#### Directions:
Please reproduce word for word the lines of data between the line containing "The output for" and the line containing "positive clicks: (480, 646)", inclusive.

======

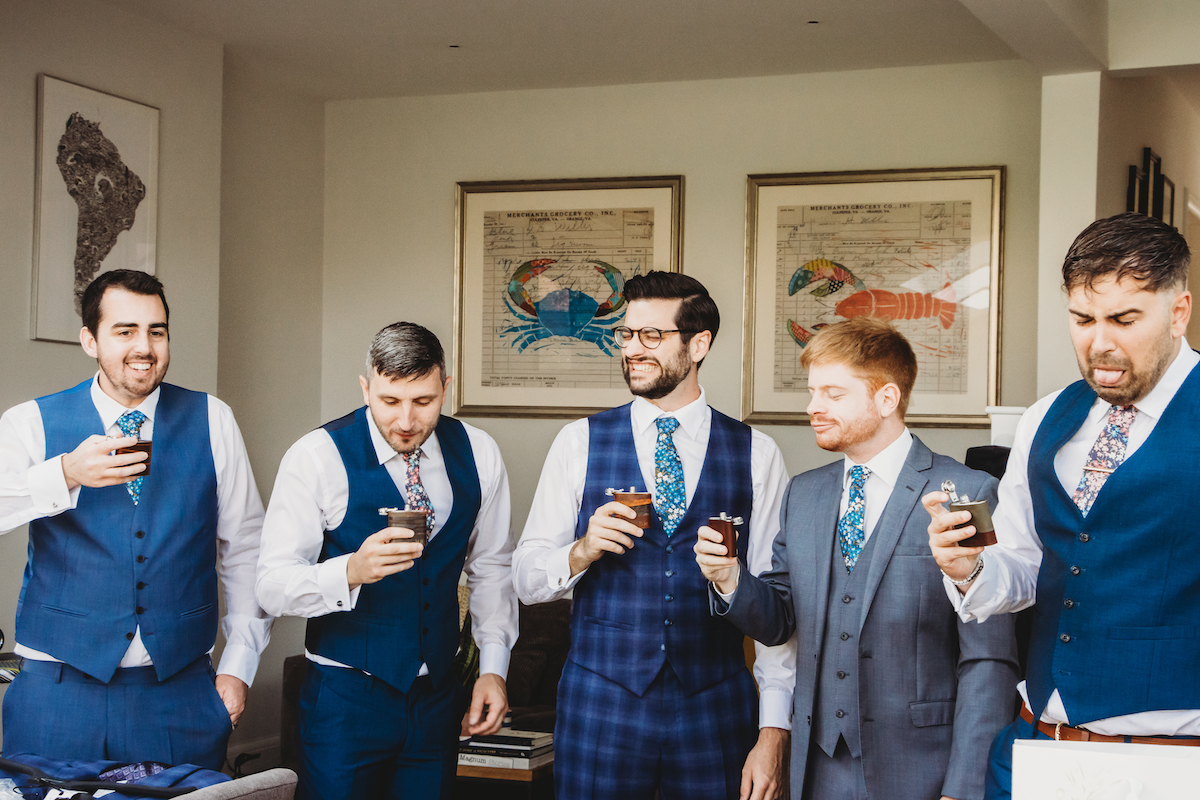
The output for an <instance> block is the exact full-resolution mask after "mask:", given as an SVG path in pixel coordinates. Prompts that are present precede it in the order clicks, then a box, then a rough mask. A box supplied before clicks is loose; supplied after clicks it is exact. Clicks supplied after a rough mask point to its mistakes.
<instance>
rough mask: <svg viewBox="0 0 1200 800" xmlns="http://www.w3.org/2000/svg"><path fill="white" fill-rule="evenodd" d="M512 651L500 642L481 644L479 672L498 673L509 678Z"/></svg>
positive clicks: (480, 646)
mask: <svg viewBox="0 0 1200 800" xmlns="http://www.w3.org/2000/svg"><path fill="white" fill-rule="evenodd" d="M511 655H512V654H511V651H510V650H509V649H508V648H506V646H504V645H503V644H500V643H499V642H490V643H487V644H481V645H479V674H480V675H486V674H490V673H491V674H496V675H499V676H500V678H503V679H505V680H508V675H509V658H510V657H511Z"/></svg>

======

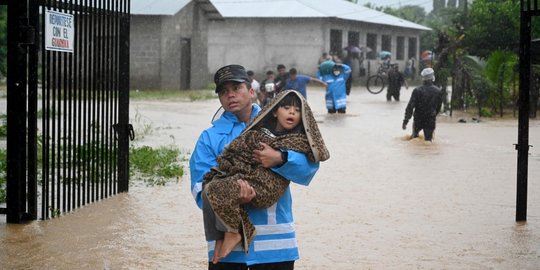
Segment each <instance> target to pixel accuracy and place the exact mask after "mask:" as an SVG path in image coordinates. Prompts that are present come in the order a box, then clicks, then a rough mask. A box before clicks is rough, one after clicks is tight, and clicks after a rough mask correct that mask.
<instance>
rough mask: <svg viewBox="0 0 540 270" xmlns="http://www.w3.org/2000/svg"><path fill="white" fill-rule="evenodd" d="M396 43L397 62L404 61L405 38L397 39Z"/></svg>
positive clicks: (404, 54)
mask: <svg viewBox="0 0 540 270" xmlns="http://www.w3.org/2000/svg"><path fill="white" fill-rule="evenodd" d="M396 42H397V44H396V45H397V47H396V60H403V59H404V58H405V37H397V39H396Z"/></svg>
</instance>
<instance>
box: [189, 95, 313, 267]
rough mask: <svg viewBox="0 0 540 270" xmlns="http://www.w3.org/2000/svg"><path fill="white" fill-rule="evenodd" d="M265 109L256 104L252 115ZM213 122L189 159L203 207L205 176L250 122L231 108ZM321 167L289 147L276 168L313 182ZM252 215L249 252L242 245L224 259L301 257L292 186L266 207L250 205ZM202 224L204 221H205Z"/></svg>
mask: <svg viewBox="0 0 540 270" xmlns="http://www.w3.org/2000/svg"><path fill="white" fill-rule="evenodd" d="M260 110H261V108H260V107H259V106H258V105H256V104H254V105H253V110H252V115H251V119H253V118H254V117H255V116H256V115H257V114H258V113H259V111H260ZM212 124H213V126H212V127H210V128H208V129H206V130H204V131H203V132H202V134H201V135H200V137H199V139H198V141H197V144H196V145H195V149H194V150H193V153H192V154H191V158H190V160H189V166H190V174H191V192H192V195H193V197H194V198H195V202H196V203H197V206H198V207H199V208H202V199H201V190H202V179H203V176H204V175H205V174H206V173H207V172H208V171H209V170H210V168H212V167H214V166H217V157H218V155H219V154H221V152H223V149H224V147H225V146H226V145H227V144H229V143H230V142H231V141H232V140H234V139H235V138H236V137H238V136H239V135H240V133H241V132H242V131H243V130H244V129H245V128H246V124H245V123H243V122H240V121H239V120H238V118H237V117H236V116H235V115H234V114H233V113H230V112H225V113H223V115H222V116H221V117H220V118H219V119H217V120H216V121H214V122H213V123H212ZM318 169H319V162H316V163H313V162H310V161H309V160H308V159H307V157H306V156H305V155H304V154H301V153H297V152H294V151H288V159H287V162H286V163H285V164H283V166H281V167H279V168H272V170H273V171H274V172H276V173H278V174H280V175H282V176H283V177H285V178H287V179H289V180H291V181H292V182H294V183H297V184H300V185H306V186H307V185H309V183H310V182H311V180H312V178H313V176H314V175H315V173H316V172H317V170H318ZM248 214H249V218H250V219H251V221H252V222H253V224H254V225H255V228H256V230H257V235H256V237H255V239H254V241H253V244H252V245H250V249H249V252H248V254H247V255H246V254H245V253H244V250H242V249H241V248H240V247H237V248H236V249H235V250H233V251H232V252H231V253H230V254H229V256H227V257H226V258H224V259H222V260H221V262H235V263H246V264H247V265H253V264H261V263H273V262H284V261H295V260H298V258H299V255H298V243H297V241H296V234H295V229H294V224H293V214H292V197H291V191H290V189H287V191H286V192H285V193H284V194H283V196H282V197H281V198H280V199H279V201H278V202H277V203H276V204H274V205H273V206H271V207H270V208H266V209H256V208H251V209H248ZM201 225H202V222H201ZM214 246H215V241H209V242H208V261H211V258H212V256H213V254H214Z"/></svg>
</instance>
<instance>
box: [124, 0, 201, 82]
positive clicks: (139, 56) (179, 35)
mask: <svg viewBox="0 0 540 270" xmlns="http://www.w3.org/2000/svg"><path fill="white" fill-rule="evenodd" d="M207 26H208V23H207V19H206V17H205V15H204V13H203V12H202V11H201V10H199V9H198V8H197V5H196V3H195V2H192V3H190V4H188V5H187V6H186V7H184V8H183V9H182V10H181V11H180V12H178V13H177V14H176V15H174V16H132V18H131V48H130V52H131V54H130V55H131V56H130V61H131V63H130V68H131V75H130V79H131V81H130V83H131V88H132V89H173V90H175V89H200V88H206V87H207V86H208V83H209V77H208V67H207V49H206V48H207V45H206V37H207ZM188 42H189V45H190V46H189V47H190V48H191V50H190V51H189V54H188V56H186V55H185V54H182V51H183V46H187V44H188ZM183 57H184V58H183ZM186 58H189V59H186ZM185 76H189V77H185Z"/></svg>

======

#### Answer area:
The output for an <instance> block is the exact full-resolution mask after "mask:", given as an SVG path in pixel coordinates. Prompts that are present precede it in the order clicks, then a box, then a rough mask. A box supplied before clicks is loose; supplied after clicks it is exact. Clicks supplied after a rough mask point to its mistakes.
<instance>
rough mask: <svg viewBox="0 0 1200 800" xmlns="http://www.w3.org/2000/svg"><path fill="white" fill-rule="evenodd" d="M512 651L500 642L481 644L479 672L498 673L509 678Z"/></svg>
positive clicks: (480, 646)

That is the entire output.